TEXTE SOURCE >>

══════════

Questions incontournables

En préparant la séance d’octobre 2009, avec des rôlistes volontaires parisiens, nous nous sommes rendu compte qu’il était utile de revenir sur un certain nombre de petites questions. Pour nous, habitués du handicap visuel, et même du jeux de rôles avec des personnes souffrant d’une déficience visuelle, tout cela est évident. Cette page sera donc intéressante pour les voyants n’ayant jamais rencontré de non-voyant (par exemple), et les non-voyants ayant encore des questions sur le Jeux de Rôles.

Questions classiques

Les questions classiques d’un voyant approchant un non-voyant

  • « Comment un non-voyant de naissance peut-il imaginer les couleurs ? »
  • « Comment un non-voyant de naissance peut-il rêver ? »
  • « Est-il vrai que, comme dans les films d’action, un aveugle peut percevoir l’aura des autres? Et des arbres, des poissons, des murs ? Et qu’il peut faire des bonds de branches en branches ? »

Bon, c’est le genre de questions qui peuvent agacer prodigieusement les non-voyants ou leurs proches. Ces questions récurrentes sont totalement à côté de la plaque par rapport à la réalité.
À ceux qui souhaiteraient faire du jdr avec des non-voyants, il est déconseillé de commencer par poser ce genre de questions qui, en plus, n’apportent rien à la future séance de jeu de rôles. Les joueurs, voyants ou non-voyants, préfèrent souvent qu’on leur parle, plutôt que l’on parle d’eux.

══════════

ITEMS FOURNIS >>

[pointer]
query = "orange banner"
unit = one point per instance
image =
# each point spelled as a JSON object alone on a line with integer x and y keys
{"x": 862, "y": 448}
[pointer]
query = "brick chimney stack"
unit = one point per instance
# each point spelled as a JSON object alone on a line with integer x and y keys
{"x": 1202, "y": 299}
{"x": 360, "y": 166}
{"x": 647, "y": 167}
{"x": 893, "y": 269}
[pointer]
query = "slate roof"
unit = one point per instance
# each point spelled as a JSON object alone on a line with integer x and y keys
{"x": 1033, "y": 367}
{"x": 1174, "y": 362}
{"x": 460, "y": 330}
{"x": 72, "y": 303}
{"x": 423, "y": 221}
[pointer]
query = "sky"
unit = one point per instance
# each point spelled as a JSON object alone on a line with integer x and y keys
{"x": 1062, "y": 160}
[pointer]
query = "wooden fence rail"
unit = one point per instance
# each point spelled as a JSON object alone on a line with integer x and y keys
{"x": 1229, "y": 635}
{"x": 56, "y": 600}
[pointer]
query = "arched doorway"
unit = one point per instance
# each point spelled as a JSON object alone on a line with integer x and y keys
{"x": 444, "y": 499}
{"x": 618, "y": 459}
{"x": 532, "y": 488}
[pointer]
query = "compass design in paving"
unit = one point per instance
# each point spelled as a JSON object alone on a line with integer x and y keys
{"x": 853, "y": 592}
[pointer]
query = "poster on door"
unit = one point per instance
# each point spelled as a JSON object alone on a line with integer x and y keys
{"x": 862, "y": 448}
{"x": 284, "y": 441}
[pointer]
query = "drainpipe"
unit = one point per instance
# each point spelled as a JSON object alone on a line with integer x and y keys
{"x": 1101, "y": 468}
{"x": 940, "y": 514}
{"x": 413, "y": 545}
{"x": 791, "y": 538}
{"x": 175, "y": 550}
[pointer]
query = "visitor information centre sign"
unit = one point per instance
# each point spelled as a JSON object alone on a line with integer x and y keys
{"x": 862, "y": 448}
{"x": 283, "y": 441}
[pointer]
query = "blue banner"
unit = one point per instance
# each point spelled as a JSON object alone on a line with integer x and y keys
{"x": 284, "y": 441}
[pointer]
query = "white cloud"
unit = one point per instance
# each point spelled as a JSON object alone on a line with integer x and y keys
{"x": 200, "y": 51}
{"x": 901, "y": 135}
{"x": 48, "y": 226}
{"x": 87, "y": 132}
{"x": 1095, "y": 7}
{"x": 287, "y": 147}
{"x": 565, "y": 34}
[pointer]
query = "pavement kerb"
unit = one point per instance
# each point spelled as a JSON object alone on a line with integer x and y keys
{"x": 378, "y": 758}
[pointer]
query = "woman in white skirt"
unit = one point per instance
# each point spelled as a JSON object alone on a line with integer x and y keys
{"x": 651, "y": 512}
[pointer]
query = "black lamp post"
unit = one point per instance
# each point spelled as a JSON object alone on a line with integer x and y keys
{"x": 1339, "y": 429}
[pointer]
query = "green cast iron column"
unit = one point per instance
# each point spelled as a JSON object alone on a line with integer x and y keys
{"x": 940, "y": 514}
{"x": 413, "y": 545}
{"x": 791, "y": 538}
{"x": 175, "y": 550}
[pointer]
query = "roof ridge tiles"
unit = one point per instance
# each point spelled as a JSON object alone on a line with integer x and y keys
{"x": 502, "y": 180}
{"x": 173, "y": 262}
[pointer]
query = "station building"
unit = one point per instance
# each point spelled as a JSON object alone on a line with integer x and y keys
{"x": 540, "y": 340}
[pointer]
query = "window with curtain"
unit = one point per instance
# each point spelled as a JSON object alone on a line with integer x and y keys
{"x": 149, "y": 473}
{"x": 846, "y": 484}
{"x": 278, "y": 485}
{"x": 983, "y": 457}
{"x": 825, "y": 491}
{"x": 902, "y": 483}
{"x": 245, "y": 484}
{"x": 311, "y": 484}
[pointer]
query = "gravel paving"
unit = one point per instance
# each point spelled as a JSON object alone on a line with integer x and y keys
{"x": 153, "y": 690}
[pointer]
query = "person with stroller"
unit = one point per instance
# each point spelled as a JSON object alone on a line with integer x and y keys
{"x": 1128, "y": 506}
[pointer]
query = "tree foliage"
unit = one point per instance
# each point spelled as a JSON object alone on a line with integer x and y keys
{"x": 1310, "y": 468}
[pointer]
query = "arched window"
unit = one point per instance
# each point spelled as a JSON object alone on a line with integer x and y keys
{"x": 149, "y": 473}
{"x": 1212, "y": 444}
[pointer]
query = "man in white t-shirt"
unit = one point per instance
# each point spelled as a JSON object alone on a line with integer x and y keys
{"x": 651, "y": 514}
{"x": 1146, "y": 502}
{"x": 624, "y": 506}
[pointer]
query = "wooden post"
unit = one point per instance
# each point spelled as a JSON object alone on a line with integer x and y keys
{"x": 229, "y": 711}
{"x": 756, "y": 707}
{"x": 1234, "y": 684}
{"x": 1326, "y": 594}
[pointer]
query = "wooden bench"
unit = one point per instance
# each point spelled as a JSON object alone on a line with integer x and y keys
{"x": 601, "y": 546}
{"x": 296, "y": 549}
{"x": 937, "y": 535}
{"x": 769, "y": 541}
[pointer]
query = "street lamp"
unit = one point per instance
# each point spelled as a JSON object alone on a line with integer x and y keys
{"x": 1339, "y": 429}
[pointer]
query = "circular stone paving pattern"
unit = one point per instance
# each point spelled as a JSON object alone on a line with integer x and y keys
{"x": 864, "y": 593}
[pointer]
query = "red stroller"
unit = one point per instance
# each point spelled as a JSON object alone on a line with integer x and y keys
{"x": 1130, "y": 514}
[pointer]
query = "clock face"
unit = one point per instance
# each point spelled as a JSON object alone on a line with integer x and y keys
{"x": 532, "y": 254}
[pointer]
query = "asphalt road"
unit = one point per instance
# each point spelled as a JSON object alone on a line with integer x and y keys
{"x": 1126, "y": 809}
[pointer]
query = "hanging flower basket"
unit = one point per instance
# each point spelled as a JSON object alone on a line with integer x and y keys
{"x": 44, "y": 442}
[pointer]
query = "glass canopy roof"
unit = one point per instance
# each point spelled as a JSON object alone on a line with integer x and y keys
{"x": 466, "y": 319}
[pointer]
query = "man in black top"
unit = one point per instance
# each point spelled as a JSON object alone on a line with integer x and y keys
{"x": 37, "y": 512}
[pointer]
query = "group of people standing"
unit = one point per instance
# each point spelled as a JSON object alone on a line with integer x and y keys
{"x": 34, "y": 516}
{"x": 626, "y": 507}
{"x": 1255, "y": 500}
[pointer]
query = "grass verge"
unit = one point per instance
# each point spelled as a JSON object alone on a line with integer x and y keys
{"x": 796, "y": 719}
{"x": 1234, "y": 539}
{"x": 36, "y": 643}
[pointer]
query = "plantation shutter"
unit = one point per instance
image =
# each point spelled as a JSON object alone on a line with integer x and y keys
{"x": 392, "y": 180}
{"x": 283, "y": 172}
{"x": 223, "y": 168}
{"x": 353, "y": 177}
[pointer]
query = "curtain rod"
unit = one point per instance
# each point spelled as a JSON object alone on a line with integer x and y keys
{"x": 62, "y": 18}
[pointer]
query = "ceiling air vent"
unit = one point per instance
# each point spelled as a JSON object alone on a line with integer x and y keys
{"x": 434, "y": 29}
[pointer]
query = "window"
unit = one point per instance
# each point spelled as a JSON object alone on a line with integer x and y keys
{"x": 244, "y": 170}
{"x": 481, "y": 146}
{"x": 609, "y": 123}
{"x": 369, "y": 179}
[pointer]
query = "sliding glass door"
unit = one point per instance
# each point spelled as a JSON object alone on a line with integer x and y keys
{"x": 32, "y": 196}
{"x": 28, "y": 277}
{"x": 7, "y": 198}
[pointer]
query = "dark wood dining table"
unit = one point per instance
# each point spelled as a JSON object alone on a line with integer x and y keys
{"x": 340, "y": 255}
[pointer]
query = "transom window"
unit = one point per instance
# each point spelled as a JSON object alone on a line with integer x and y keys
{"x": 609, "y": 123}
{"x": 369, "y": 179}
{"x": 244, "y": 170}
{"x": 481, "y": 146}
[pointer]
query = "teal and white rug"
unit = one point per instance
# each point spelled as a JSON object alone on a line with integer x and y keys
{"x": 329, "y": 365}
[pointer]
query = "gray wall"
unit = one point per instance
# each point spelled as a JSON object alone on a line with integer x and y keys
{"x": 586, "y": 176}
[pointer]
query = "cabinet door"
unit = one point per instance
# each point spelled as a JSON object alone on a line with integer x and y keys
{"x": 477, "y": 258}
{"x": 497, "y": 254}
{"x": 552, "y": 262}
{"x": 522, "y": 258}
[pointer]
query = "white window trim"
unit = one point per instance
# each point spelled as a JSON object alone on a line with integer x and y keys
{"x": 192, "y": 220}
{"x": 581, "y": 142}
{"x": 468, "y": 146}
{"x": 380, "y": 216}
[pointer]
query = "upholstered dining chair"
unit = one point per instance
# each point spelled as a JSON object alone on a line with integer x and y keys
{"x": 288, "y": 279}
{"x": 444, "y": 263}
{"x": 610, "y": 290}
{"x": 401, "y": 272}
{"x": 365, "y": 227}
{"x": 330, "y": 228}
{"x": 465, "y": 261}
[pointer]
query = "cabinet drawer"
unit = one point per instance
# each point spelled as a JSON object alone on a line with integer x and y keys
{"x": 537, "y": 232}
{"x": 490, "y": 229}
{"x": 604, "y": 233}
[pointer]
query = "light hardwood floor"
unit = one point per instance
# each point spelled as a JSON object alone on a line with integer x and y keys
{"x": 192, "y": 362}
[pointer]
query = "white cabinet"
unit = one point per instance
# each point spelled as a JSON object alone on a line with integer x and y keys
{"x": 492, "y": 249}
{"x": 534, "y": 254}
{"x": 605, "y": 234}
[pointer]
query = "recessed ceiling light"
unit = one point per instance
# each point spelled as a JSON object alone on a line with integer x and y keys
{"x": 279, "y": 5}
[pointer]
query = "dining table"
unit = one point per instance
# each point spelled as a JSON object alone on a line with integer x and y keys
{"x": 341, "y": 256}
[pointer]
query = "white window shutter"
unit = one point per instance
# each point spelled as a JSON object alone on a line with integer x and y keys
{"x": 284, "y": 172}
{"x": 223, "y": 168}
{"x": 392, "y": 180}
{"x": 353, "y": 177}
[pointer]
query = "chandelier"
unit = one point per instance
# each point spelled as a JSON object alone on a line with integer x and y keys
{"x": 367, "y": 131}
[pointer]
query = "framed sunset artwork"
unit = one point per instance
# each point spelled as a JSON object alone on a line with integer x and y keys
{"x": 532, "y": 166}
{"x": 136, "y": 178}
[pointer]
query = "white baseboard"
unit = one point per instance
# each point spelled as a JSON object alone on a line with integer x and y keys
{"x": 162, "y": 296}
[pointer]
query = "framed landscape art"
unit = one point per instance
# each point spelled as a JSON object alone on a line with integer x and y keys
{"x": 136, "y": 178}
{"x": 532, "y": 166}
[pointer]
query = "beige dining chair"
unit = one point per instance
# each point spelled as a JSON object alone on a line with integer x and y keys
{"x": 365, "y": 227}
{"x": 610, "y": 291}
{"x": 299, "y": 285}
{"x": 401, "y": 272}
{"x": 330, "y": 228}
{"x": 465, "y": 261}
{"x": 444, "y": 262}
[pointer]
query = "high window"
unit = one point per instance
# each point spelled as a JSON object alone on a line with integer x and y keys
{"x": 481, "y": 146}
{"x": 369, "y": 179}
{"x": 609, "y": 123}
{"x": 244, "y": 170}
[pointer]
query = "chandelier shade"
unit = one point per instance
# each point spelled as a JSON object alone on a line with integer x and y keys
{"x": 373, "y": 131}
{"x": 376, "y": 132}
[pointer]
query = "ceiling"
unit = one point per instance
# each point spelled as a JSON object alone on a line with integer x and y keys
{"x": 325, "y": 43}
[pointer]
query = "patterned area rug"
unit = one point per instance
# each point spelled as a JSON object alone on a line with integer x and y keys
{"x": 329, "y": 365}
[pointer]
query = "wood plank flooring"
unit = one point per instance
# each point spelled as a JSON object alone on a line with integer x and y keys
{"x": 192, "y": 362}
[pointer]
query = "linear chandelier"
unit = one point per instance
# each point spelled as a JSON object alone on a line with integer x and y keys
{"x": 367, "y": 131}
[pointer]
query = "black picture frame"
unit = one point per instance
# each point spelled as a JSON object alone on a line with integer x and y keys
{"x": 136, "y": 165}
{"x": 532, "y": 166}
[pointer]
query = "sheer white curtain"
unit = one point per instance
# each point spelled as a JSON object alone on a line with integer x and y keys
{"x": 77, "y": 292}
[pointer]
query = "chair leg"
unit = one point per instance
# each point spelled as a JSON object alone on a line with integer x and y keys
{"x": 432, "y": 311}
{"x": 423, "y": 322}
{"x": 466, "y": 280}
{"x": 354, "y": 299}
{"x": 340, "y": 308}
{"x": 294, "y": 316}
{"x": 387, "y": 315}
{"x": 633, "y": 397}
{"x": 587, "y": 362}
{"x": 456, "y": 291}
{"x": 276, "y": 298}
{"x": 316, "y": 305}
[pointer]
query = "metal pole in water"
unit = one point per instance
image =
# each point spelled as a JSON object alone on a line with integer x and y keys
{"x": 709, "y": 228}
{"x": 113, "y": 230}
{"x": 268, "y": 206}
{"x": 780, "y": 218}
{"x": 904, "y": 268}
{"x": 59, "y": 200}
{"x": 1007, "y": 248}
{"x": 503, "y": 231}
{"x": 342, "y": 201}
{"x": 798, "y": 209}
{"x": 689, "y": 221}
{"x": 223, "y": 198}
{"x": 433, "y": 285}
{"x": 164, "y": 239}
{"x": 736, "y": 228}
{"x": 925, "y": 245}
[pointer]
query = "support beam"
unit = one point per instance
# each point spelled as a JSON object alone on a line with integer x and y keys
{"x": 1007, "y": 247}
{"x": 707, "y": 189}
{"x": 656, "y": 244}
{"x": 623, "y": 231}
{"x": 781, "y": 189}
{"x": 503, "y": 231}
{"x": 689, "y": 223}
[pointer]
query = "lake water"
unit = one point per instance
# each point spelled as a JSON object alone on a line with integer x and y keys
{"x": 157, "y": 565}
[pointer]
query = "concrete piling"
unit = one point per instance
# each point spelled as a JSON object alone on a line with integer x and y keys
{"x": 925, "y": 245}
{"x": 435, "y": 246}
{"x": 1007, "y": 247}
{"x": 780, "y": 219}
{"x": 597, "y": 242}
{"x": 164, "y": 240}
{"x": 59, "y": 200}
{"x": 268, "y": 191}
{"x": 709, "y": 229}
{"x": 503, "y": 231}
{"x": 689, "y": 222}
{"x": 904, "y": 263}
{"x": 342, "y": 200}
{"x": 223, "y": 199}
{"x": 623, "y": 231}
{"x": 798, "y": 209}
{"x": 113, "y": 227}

══════════

À FAIRE >>
Pouvez-vous recopier le texte source à partir des mots « Questions incontournables » et jusqu'après « Jeux de Rôles. », en substituant « joueurs » à « rôlistes » ?

RÉSULTAT OBTENU >>
Questions incontournables

En préparant la séance d’octobre 2009, avec des joueurs volontaires parisiens, nous nous sommes rendu compte qu’il était utile de revenir sur un certain nombre de petites questions. Pour nous, habitués du handicap visuel, et même du jeux de rôles avec des personnes souffrant d’une déficience visuelle, tout cela est évident. Cette page sera donc intéressante pour les voyants n’ayant jamais rencontré de non-voyant (par exemple), et les non-voyants ayant encore des questions sur le Jeux de Rôles.